» YOUR INSTRUCTIONS
Your response must be the entire set of entries, reproduced word for word.

» RECORDS SHOWN
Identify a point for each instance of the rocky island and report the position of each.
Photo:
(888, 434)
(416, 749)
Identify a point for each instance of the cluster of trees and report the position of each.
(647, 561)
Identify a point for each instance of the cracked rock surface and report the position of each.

» RESPONSE TO THE EXERCISE
Identify a point for each instance of the rocky island and report the position of each.
Photo:
(888, 434)
(416, 749)
Identify a point for each instance of the cluster of trees and report the position of each.
(647, 561)
Identify a point for each instance of the cracked rock surface and report the position of each.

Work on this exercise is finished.